▶ [Task details]: Return every item below word for word, without altering anything.

▶ [Stored rows]:
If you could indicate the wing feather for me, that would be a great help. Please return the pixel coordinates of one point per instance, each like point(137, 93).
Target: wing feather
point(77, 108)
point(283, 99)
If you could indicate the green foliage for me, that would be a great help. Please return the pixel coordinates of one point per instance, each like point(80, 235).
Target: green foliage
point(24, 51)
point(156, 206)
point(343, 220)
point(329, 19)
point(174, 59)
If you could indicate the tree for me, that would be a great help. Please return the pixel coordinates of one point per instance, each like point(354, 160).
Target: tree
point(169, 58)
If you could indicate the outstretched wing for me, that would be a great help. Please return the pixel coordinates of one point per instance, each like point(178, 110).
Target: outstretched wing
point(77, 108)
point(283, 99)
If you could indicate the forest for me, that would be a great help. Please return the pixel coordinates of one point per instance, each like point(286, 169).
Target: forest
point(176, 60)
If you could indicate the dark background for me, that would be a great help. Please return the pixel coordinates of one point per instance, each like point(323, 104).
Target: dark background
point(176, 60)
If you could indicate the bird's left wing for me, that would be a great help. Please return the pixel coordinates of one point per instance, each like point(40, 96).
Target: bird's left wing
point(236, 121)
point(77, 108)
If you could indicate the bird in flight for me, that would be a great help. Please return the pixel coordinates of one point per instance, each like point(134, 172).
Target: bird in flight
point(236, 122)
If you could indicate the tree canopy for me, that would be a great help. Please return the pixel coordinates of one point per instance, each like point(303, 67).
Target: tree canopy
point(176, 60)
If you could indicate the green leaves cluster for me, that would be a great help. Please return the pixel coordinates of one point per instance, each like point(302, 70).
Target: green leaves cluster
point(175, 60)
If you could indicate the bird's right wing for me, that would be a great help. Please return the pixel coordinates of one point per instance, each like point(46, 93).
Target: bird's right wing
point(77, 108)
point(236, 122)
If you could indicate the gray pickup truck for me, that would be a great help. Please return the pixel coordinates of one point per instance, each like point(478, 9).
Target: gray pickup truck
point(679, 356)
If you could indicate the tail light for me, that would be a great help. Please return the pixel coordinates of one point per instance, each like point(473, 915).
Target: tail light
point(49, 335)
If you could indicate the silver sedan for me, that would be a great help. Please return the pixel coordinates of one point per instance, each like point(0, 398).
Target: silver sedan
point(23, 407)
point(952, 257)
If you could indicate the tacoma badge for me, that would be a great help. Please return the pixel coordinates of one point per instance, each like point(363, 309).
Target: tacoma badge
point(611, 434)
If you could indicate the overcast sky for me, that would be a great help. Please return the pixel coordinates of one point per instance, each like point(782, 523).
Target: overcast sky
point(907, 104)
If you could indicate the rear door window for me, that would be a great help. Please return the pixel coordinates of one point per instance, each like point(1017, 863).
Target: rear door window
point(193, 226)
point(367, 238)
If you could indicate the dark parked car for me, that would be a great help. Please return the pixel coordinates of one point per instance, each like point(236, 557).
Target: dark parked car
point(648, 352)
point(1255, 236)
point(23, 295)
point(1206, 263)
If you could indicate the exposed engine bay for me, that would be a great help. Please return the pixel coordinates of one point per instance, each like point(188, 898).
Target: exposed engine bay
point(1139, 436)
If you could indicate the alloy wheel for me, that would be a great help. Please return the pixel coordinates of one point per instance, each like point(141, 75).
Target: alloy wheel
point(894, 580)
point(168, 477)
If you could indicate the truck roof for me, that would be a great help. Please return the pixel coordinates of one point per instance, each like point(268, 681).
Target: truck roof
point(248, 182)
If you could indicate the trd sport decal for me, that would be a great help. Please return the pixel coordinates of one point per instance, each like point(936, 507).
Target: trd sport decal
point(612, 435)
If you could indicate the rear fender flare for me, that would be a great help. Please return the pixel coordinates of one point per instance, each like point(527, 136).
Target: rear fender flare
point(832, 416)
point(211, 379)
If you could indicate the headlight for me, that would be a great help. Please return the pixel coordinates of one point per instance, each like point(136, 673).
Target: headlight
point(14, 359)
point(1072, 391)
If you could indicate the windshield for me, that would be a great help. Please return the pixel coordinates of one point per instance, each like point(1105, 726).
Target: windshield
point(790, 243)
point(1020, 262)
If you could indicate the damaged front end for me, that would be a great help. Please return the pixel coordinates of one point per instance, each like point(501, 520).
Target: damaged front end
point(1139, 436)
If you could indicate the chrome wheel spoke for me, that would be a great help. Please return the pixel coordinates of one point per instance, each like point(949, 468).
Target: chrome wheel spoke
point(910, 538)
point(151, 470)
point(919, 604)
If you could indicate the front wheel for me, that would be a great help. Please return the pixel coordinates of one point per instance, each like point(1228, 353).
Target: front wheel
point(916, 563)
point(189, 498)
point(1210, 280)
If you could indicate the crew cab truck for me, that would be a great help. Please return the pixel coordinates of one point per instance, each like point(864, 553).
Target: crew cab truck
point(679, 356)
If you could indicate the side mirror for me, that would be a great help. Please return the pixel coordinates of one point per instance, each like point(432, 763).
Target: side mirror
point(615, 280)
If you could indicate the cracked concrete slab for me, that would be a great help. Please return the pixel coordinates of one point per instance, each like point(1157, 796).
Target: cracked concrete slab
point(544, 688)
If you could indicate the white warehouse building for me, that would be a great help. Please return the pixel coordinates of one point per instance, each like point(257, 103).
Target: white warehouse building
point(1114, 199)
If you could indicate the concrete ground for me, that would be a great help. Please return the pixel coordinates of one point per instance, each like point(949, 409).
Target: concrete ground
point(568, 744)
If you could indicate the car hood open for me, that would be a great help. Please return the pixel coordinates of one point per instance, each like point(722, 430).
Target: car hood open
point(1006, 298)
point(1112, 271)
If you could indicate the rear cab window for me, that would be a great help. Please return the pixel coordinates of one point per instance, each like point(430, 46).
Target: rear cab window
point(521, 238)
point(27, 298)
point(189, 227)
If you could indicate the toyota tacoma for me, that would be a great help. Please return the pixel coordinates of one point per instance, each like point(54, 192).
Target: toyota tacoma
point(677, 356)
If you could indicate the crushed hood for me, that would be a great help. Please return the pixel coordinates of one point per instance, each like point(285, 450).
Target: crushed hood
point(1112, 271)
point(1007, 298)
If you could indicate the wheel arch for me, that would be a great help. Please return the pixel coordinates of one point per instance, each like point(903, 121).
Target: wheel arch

▶ [Full response]:
If you could indicate the wing feather for me, that would be a great help. Please return the pixel coordinates of one point per instance, each like point(137, 93).
Target: wing feather
point(77, 108)
point(283, 99)
If you could indicate the green foliage for me, that would be a great help. Please return the pixel coordinates of one point per instance, each like point(80, 235).
Target: green foliage
point(24, 51)
point(156, 206)
point(343, 220)
point(329, 19)
point(174, 59)
If you could indicate the tree for me, that would be a great help. Please return the pixel coordinates of one point per instance, each like point(354, 160).
Target: tree
point(169, 58)
If you could indicate the outstretched wing for me, that would be a great help. Please return the pixel coordinates of one point per instance, each like point(178, 110).
Target: outstretched wing
point(77, 108)
point(283, 99)
If you could indicate the forest for me, that would be a great help. Please return the pixel coordinates of one point per instance, each like point(286, 169).
Target: forest
point(176, 60)
If you could indicate the dark background for me, that would be a great help. Please return the pixel coordinates of one point per instance, each like point(323, 104).
Target: dark background
point(176, 60)
If you could indicate the bird's left wing for me, that would be a great help. Please return the pixel coordinates of one point per instance, each like point(40, 96).
Target: bird's left wing
point(236, 121)
point(77, 108)
If you could indicate the bird in flight for me, that would be a great help. Please return the pixel coordinates of one point per instance, each like point(134, 172).
Target: bird in flight
point(236, 122)
If you could indicate the tree canopy for me, that would be a great help. Please return the pixel coordinates of one point per instance, each like point(303, 67).
Target: tree canopy
point(176, 60)
If you could indicate the green leaves cluster for me, that would be a great help. Please return the pixel coordinates of one point per instance, each like point(302, 70).
Target: green leaves cluster
point(175, 60)
If you could indicate the bird's right wing for me, that would be a great help. Please return the pixel coordinates of one point per instance, each like point(46, 93).
Target: bird's right wing
point(77, 108)
point(236, 122)
If you could indicate the gray pickup truck for me, that would be a great help. Please return the pixel coordinates of one point per instance, each like point(478, 9).
Target: gray pickup truck
point(679, 356)
If you could indicate the tail light for me, that would be a great help. Please return the pixel coordinates of one point per instance, each like point(473, 915).
Target: tail light
point(49, 335)
If you could indicate the silver sedan for me, that would be a great help. Please return the pixel coordinates of one point per instance, each like point(0, 398).
Target: silver sedan
point(23, 407)
point(952, 257)
If you could indicate the tacoma badge for me, that would be a great help. Please return the pixel coordinates of one point per instance, each like point(363, 309).
Target: tacoma badge
point(611, 434)
If you could indicate the overcast sky for me, that would be a great help. Please return the pixel coordinates of one point per instance, each like point(782, 523).
Target: overcast sky
point(907, 104)
If you could indicate the rear door window for me, that would be a great help. Please return the pixel coordinates of one point per instance, each like point(1017, 863).
Target: rear door window
point(193, 226)
point(367, 238)
If you could indicate the dark parked car for me, that would be a great help. Please return the pixel coordinates of one point per instance, each like point(236, 557).
Target: dark parked car
point(648, 352)
point(1255, 236)
point(23, 295)
point(1206, 263)
If you could indicate the exposed engine bay for me, that would be a great help. Please return the pixel coordinates of one point per instance, each like point(188, 898).
Target: exposed engine bay
point(1139, 436)
If you could indicate the alloy wheel for me, that would be a great help. Please return the pixel coordinates of one point per instance, each like point(141, 75).
Target: alloy wheel
point(894, 580)
point(168, 477)
If you could indicate the truck roof for me, that would be a great help. Please return the pixel coordinates of one point per instance, each like point(268, 681).
Target: truck roof
point(248, 182)
If you could indicate the trd sport decal for me, that would be a great help. Please return the pixel coordinates of one point per instance, each like point(936, 507).
Target: trd sport decal
point(612, 435)
If you could indicate the rear fender flare for me, that would be a great help. Please return the pixel coordinates of one point per instance, each like point(527, 136).
Target: rear fender flare
point(832, 416)
point(211, 379)
If you could indicate the headlight for me, that would be a great help. Please return the pixel coordinates of one point per instance, each like point(136, 673).
Target: headlight
point(14, 359)
point(1072, 391)
If you could indicate the windshield for me, that would be a great help. Please return the pixel coordinates of one point per instance, each like point(1105, 726).
Target: windshield
point(790, 243)
point(1020, 262)
If you could indicate the damaged front end for me, that would be a great help. Please return the pixel coordinates of one point per instance, each like point(501, 520).
Target: damaged front end
point(1139, 436)
If you could indicate the chrome wheel spoke for me, that would be a great help. Please return the pixel coordinates of one point per instance, each like point(949, 468).
Target: chrome wheel spoke
point(910, 538)
point(151, 470)
point(919, 604)
If you could indicate the front wheel for me, that would be a great help. Please return the pixel coordinates of one point per instance, each like point(1228, 353).
Target: front wheel
point(916, 563)
point(189, 498)
point(1210, 280)
If you could indicate the crew cab truck for me, that would be a great help. Please return the pixel coordinates of one point per instance, each like point(864, 553).
Target: crew cab truck
point(679, 356)
If you could indicate the side mirror for me, that would be a great help. Please return the pixel coordinates of one point per instance, each like point(432, 763).
Target: side mirror
point(615, 280)
If you could indicate the cracked concrete slab for me, that would be a great help. Please return the pixel coordinates of one point per instance, each like point(1157, 796).
Target: cracked concrete slab
point(544, 688)
If you could indicate the white warehouse building for me, that would be a great help. Please return the pixel coordinates of one point per instance, each like point(257, 103).
Target: white warehouse building
point(1114, 199)
If you could indicate the concrete ground for me, that would be a great help. Please return the pixel coordinates of one point per instance, each like point(949, 409).
Target: concrete ground
point(568, 744)
If you could indicate the car hood open for me, that would be a great help. Please return the pixel coordinates of one point per instance, each like point(722, 430).
Target: car hood open
point(1006, 298)
point(1112, 271)
If you could indicate the rear cab window for me, that would be a great help. Please return the pixel coordinates of one point per instance, each like point(430, 46).
Target: rear cab window
point(521, 238)
point(27, 298)
point(189, 227)
If you could indicate the toyota tacoma for me, that would be a great help. Please return the pixel coordinates of one point per instance, each like point(54, 192).
Target: toyota tacoma
point(677, 356)
If you could indicate the crushed hood for me, that would be a great help. Please return the pixel coordinates of one point per instance, each like point(285, 450).
Target: crushed hood
point(1112, 271)
point(1007, 298)
If you could indicate the wheel arch for me, that would be a great help. Please return the pixel coordinates of one point per instance, each like point(903, 121).
Target: wheel arch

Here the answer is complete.